→ SET TASK 1
Please arrange the rows below as a numbered list with blank lines left out, covering only the part of the rows that opens with the line containing "In this exercise you will find the wooden" and runs through the final row.

Those are standard. I will find out what kind they are. I did upgrade to under-gunnel LED lights but those on the T-Top are standard.


----------



## Shredded Evidence (Jun 25, 2007)

TH Marine Super Spreader Flood 5 LED. Google that and it will come up. They are certainly pretty bright and are powder coated aluminum so they should be durable and last a while.


----------



## reeltime2luke (Jan 30, 2006)

Looks great...hope to see you soon on the pond!


----------



## Anthony C (Jun 20, 2008)

Thanks I like those LED spreader lights I'm going to look for them. I just closed on an 08' 31T today will be heading to Corpus Christi Friday to pick her up.


----------



## btreybig (Jul 3, 2008)

:texasflag


----------



## Calmday (Jul 7, 2005)

Very nice ride. congrats.


Sent from my iPad using Tapatalk


----------



## BigWill (Aug 26, 2004)

*Shredded Evidence*

Greg, are you going to name it SE II or just SE? Same graphics?


----------



## Shredded Evidence (Jun 25, 2007)

Just SE. Same graphics. All boats of mine are always shredded evidence since the Enron collapse.


----------



## Shredded Evidence (Jun 25, 2007)

→ DATA SECTION

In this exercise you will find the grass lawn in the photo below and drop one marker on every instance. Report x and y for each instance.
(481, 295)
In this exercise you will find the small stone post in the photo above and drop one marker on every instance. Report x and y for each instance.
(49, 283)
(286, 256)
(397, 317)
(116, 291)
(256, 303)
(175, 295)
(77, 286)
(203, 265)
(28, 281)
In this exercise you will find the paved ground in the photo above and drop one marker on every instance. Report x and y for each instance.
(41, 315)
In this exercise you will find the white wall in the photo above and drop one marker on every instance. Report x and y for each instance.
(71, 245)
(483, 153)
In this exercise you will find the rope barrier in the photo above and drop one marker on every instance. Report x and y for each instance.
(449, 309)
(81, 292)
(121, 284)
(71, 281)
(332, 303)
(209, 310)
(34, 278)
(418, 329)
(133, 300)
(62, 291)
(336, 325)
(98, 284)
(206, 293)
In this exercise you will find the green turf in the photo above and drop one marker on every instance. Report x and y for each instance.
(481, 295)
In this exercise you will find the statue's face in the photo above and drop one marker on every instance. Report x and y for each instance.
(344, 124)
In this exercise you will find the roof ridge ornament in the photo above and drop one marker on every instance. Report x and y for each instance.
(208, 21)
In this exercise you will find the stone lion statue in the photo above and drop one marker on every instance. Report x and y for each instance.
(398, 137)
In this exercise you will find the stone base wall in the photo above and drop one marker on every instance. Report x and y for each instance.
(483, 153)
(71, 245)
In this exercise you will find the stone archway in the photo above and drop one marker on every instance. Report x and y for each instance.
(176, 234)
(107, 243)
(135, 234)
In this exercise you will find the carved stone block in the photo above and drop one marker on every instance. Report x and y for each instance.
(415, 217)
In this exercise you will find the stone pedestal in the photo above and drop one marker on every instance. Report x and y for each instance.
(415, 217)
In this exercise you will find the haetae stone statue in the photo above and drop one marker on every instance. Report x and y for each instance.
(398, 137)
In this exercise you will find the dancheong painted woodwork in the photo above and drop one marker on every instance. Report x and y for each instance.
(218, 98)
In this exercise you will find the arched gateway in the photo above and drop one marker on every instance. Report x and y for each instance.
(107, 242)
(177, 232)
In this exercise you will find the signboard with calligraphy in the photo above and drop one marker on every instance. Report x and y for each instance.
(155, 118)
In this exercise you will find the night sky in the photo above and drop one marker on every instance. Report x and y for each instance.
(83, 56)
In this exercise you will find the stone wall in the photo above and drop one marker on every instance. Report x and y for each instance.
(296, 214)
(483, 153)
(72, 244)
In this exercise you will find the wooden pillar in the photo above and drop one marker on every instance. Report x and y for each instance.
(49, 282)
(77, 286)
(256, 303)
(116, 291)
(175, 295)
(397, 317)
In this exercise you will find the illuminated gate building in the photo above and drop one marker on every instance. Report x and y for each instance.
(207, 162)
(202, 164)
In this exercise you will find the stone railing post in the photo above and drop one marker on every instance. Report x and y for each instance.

→ SET TASK 2
Rewrite the part of the forum thread above that opens with the words containing "Greg, are you" and closes with "the Enron collapse.", swapping "graphics" for "decals".

→ TASK RESPONSE 1
1. In this exercise you will find the wooden pillar in the photo above and drop one marker on every instance. Report x and y for each instance.
2. (49, 282)
3. (77, 286)
4. (256, 303)
5. (116, 291)
6. (175, 295)
7. (397, 317)
8. In this exercise you will find the illuminated gate building in the photo above and drop one marker on every instance. Report x and y for each instance.
9. (207, 162)
10. (202, 164)
11. In this exercise you will find the stone railing post in the photo above and drop one marker on every instance. Report x and y for each instance.

→ TASK RESPONSE 2
Greg, are you going to name it SE II or just SE? Same decals?


----------



## Shredded Evidence (Jun 25, 2007)

Just SE. Same decals. All boats of mine are always shredded evidence since the Enron collapse.